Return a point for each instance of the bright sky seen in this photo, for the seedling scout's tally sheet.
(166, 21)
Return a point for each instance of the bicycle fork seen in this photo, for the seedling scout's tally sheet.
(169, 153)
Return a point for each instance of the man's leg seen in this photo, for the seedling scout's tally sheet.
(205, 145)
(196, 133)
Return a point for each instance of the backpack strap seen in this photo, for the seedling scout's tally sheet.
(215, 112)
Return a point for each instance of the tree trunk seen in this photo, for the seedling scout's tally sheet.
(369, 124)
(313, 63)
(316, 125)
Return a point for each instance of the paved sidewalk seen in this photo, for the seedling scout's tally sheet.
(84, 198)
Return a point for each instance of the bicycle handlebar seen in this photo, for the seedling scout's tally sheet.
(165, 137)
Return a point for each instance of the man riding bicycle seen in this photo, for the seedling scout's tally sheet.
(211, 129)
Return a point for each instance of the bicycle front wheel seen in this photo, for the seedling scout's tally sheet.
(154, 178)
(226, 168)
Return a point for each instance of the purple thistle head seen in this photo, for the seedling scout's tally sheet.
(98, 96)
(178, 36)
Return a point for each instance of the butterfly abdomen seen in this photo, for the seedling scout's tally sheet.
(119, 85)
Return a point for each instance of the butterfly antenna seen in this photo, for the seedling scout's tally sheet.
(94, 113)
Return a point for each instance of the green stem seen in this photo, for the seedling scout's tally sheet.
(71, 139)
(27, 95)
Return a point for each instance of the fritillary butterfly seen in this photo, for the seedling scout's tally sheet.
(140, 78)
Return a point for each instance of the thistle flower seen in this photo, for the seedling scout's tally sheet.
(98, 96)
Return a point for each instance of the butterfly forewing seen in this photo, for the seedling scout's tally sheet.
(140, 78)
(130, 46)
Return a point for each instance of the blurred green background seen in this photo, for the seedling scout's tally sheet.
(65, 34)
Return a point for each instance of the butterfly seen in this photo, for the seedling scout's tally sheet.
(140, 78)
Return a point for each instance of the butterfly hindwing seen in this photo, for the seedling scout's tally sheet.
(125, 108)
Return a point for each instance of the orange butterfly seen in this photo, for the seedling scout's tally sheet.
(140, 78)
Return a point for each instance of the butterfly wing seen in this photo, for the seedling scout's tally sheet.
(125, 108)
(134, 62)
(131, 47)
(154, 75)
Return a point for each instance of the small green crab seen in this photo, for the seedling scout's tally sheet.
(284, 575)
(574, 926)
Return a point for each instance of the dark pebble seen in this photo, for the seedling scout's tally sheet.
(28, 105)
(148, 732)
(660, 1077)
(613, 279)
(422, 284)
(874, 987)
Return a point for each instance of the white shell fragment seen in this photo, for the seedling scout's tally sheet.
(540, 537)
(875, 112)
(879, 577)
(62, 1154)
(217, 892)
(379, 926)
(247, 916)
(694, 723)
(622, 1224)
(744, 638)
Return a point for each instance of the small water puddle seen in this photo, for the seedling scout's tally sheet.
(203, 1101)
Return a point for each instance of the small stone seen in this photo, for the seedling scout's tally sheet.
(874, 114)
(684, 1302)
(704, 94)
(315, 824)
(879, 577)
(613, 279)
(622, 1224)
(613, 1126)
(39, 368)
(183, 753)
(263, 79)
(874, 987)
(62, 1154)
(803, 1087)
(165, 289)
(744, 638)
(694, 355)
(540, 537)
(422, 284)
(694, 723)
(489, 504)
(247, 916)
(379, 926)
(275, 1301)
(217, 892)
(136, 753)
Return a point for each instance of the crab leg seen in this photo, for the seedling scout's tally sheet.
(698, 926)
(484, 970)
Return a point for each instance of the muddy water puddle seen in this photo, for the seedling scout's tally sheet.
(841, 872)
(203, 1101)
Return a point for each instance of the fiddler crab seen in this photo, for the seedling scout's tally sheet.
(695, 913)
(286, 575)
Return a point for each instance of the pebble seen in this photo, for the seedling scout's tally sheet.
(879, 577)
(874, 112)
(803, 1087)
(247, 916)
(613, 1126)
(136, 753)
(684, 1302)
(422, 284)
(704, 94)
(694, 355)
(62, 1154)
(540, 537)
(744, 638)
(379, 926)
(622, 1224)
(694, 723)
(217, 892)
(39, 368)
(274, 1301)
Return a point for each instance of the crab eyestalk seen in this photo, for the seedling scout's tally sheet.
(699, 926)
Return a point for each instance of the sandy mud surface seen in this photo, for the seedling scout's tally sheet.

****

• EXERCISE GOAL: Your task is to extract all of the records exactly.

• ANSWER BELOW:
Return a point for each instance of the bright sky seen in this photo, for the seedling scout's tally sheet.
(166, 21)
Return a point for each instance of the bicycle fork seen in this photo, for the seedling scout's tally sheet.
(169, 153)
Return a point for each instance of the man's leg seen in this photo, for the seedling scout's tally sheet.
(205, 145)
(196, 133)
Return a point for each instance of the backpack strap seen in this photo, for the seedling scout's tally sheet.
(215, 112)
Return a point for each instance of the tree trunk seen in this photo, for the seedling scout's tally sheet.
(369, 124)
(313, 63)
(316, 125)
Return a point for each instance of the paved sidewalk seen in this photo, for the seedling scout's tally sheet.
(84, 198)
Return a point for each instance of the bicycle handlebar seen in this photo, for the seedling scout's tally sheet.
(165, 137)
Return a point for each instance of the man riding bicycle seen in this photo, for the seedling scout's tally sheet.
(211, 129)
Return a point for each instance of the bicycle front wheel seen in this photo, for the seedling scout's tally sheet.
(154, 178)
(226, 168)
Return a point for each instance of the purple thistle head seen in this photo, for the seedling scout's tally sheet.
(98, 96)
(178, 36)
Return a point for each instance of the butterfly abdomen seen in this photo, for the seedling scout's tally sheet.
(119, 85)
Return a point for each instance of the butterfly antenna seen in this photo, for the seedling scout's tally sheet.
(94, 113)
Return a point for each instance of the green stem seen in this photo, for the seedling scout's tally sheet.
(71, 139)
(27, 95)
Return a point for each instance of the fritillary butterfly seen in this photo, for the seedling scout's tally sheet.
(140, 78)
Return a point for each instance of the thistle flower seen in this photo, for the seedling scout's tally sheet.
(98, 96)
Return a point for each instance of the butterfly forewing seen in this photo, for the seedling scout's tally sheet.
(140, 78)
(130, 46)
Return a point for each instance of the blurred green background seen in this photo, for the seedling scout's tally sheet.
(65, 34)
Return a point for each instance of the butterfly seen in this photo, for the seedling scout's tally sheet.
(140, 78)
Return a point for each instance of the butterfly hindwing seen in this photo, for the seedling scout's tally sheet.
(125, 108)
Return a point for each instance of the orange butterfly seen in this photo, for the seedling scout's tally sheet.
(140, 78)
Return a point for each instance of the butterfly wing seen in this photo, for the seedling scout's tally sheet.
(125, 108)
(134, 62)
(131, 47)
(154, 75)
Return a point for each instance of the small green crab seen in this photo, for the seedling scout's tally sheet.
(284, 575)
(574, 926)
Return a point for each instance of the dark pebble seen in this photo, for the seedling scout's tally sheet.
(28, 105)
(148, 732)
(660, 1077)
(613, 279)
(422, 284)
(874, 987)
Return a point for each instance of the white shell fragment seen in this photo, for the seedling scout's tally sheet.
(540, 537)
(875, 112)
(879, 577)
(62, 1154)
(217, 892)
(379, 926)
(247, 916)
(694, 723)
(622, 1224)
(744, 638)
Return a point for each instance of the small water puddle seen in this photo, for the seedling scout's tally sheet.
(203, 1101)
Return a point for each instance of the small stone seen in this photo, for the seedling scout's tally sheet.
(874, 114)
(684, 1302)
(704, 94)
(315, 824)
(879, 577)
(613, 279)
(622, 1224)
(613, 1126)
(39, 368)
(183, 753)
(263, 79)
(874, 987)
(62, 1154)
(803, 1087)
(165, 289)
(744, 638)
(694, 355)
(540, 537)
(422, 284)
(694, 723)
(489, 504)
(247, 916)
(379, 926)
(275, 1301)
(217, 892)
(136, 753)
Return a point for each instance of the crab leg seen in this photo, for the seedling scout's tally sheet.
(698, 926)
(484, 970)
Return a point for each instance of the muddy water puddle seen in this photo, for the seedling scout's tally sheet.
(841, 872)
(203, 1101)
Return a point for each instance of the fiddler crab seen in this photo, for the seedling scout's tally sheet.
(695, 913)
(286, 575)
Return a point for each instance of the pebble seen in this photo, for the seedling scout's tally sheet.
(879, 577)
(874, 112)
(803, 1087)
(247, 916)
(613, 1126)
(136, 753)
(684, 1302)
(422, 284)
(704, 94)
(694, 355)
(62, 1154)
(540, 537)
(744, 638)
(379, 926)
(622, 1224)
(694, 723)
(217, 892)
(39, 368)
(274, 1301)
Return a point for each instance of the crab eyestalk seen in this photo, for the seedling scout's tally sheet.
(699, 926)
Return a point for each instance of the sandy mud surface seen in this photo, for the seedling scout's tally sheet.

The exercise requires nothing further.